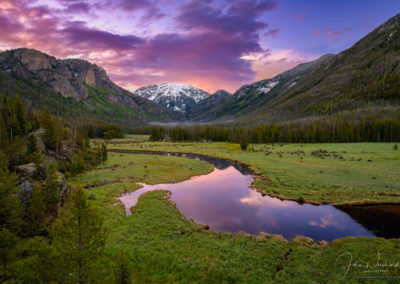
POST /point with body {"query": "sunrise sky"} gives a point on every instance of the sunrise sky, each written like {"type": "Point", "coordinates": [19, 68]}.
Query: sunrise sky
{"type": "Point", "coordinates": [211, 44]}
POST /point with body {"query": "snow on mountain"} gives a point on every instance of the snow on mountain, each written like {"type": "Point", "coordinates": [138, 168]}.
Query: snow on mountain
{"type": "Point", "coordinates": [178, 97]}
{"type": "Point", "coordinates": [268, 87]}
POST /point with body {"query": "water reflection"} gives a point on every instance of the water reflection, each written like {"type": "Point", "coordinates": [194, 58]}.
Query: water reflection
{"type": "Point", "coordinates": [224, 200]}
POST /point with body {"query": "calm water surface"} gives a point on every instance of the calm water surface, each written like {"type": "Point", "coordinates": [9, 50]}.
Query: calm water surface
{"type": "Point", "coordinates": [224, 200]}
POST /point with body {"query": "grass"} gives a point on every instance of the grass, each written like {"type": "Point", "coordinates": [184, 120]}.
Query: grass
{"type": "Point", "coordinates": [165, 247]}
{"type": "Point", "coordinates": [316, 173]}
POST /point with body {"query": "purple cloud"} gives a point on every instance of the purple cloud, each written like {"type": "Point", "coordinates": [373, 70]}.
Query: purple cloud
{"type": "Point", "coordinates": [78, 34]}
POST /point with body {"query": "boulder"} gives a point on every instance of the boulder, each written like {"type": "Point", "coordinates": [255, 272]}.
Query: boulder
{"type": "Point", "coordinates": [27, 171]}
{"type": "Point", "coordinates": [25, 192]}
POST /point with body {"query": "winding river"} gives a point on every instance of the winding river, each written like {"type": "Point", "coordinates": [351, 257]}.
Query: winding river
{"type": "Point", "coordinates": [224, 200]}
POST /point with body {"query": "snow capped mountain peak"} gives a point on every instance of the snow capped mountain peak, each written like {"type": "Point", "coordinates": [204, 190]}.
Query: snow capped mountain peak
{"type": "Point", "coordinates": [179, 97]}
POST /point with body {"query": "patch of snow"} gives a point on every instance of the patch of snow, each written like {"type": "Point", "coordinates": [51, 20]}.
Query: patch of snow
{"type": "Point", "coordinates": [291, 85]}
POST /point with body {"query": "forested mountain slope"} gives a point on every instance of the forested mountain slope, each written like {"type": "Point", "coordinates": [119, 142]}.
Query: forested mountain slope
{"type": "Point", "coordinates": [74, 88]}
{"type": "Point", "coordinates": [367, 75]}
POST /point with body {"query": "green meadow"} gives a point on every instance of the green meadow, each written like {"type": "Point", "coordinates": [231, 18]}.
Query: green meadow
{"type": "Point", "coordinates": [165, 247]}
{"type": "Point", "coordinates": [337, 173]}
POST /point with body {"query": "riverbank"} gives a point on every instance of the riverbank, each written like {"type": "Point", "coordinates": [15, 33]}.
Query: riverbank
{"type": "Point", "coordinates": [163, 246]}
{"type": "Point", "coordinates": [338, 174]}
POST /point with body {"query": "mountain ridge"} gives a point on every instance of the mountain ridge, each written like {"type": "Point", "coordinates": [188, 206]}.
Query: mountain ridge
{"type": "Point", "coordinates": [175, 96]}
{"type": "Point", "coordinates": [74, 83]}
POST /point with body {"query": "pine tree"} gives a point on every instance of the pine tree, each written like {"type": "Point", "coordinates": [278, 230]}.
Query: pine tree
{"type": "Point", "coordinates": [8, 241]}
{"type": "Point", "coordinates": [9, 205]}
{"type": "Point", "coordinates": [36, 213]}
{"type": "Point", "coordinates": [20, 116]}
{"type": "Point", "coordinates": [32, 145]}
{"type": "Point", "coordinates": [79, 238]}
{"type": "Point", "coordinates": [50, 188]}
{"type": "Point", "coordinates": [122, 271]}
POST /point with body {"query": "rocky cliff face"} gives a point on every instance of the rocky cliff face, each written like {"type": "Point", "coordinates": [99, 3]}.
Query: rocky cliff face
{"type": "Point", "coordinates": [67, 77]}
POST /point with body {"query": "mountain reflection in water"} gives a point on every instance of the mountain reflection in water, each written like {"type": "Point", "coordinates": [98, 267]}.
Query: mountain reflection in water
{"type": "Point", "coordinates": [224, 200]}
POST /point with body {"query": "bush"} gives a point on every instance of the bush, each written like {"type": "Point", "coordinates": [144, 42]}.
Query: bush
{"type": "Point", "coordinates": [244, 144]}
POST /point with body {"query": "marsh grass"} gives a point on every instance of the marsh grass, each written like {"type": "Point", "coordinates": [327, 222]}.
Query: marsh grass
{"type": "Point", "coordinates": [319, 173]}
{"type": "Point", "coordinates": [164, 247]}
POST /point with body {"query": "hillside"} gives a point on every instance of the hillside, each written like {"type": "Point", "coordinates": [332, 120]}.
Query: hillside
{"type": "Point", "coordinates": [177, 97]}
{"type": "Point", "coordinates": [74, 88]}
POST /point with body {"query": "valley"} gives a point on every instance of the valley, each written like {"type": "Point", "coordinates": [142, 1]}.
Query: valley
{"type": "Point", "coordinates": [179, 249]}
{"type": "Point", "coordinates": [199, 142]}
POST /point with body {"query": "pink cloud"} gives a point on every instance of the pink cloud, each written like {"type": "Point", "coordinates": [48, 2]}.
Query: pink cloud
{"type": "Point", "coordinates": [206, 50]}
{"type": "Point", "coordinates": [330, 34]}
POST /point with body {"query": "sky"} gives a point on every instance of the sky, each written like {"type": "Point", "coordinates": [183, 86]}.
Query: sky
{"type": "Point", "coordinates": [210, 44]}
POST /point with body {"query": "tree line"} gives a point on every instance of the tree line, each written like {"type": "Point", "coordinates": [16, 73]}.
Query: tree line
{"type": "Point", "coordinates": [50, 232]}
{"type": "Point", "coordinates": [317, 130]}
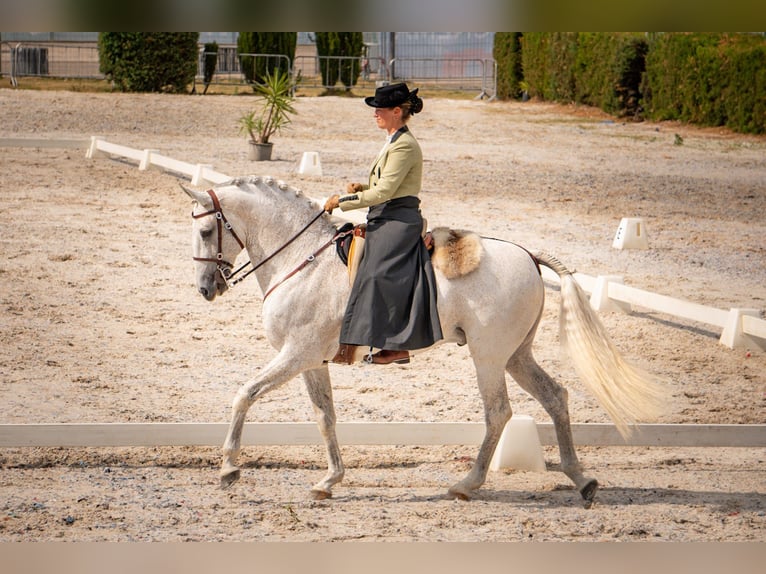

◆ ◆ ◆ ◆ ◆

ASSIGNED TASK: In the listing above, find the line containing "of the rocky" and the line containing "the bush, each", then repeat those two lines and everything between them exactly.

ANSWER TO THIS TASK:
POST /point with body {"query": "rocky cliff face"} gives a point on every instance of the rocky cliff face, each written like {"type": "Point", "coordinates": [99, 3]}.
Query: rocky cliff face
{"type": "Point", "coordinates": [67, 77]}
POST /point with body {"query": "mountain reflection in water"} gives a point on every instance of the mountain reflection in water, each written like {"type": "Point", "coordinates": [98, 267]}.
Query: mountain reflection in water
{"type": "Point", "coordinates": [224, 200]}
POST /point with body {"query": "bush"} gives a point on every instance of the bush, each written like {"type": "Point", "coordinates": [144, 42]}.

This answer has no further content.